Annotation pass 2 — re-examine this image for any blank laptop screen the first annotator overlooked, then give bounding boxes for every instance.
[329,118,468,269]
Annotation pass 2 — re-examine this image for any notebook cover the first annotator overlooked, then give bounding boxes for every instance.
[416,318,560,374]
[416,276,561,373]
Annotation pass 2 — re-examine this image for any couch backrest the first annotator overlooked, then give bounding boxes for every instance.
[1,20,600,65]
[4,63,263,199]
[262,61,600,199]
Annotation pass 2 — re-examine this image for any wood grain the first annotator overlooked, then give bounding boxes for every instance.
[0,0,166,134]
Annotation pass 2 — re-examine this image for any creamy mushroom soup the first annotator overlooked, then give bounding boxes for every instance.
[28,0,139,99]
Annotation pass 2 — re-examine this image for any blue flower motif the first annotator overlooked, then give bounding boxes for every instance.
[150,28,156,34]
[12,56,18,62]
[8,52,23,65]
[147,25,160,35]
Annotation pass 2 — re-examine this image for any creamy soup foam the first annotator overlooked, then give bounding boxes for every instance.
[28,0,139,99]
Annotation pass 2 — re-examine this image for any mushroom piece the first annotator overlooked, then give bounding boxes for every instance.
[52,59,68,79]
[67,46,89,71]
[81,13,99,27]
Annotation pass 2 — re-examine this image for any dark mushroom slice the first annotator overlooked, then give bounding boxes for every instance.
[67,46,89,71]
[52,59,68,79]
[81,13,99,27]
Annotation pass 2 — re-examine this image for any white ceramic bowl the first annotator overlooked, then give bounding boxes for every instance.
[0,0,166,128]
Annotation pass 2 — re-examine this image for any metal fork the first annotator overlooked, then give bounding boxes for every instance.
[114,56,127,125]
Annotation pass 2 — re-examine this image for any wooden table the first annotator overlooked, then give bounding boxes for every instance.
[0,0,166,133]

## [The problem]
Restate word for word each line of the data from the one with "Annotation pass 2 — re-examine this image for any wood grain" to the last, keeping both ends.

## [Response below]
Annotation pass 2 — re-examine this image for any wood grain the first annotator overlooked, then give bounding boxes for every instance.
[0,0,166,134]
Annotation pass 2 — re-examine this image for any creamy mushroom soup the first annotator overlooked, then give bounding boxes for every instance.
[28,0,139,99]
Annotation pass 2 — re-examine this image for any blue flower motif the first annotator overlooked, then give bounding boxes for every instance.
[150,28,156,34]
[12,56,18,62]
[8,52,23,65]
[147,25,160,35]
Annotation pass 2 — re-examine this image for any creamy soup foam the first annotator overlooked, then give bounding boxes for every instance.
[28,0,139,99]
Annotation pass 2 — re-examine this image for any mushroom piece the first annotator overlooked, then give bounding boxes for every instance.
[52,59,68,79]
[67,46,89,71]
[81,13,99,27]
Annotation pass 2 — re-examine this image for any dark mushroom slice the first annotator overlooked, then give bounding boxes for every instance.
[67,46,89,71]
[52,59,68,79]
[81,13,99,27]
Annotation pass 2 — re-examine this image for any white ceramic bowl the first annotator overlooked, then give bounding boxes for every instance.
[0,0,166,128]
Annotation pass 2 — re-examine this image for any metal fork the first annotator overlooked, then give bounding boxes for every instance.
[114,56,127,125]
Annotation pass 2 — re-examine this image for any wooden table the first annotator overlooked, then give bounding boxes for every instance.
[0,0,166,133]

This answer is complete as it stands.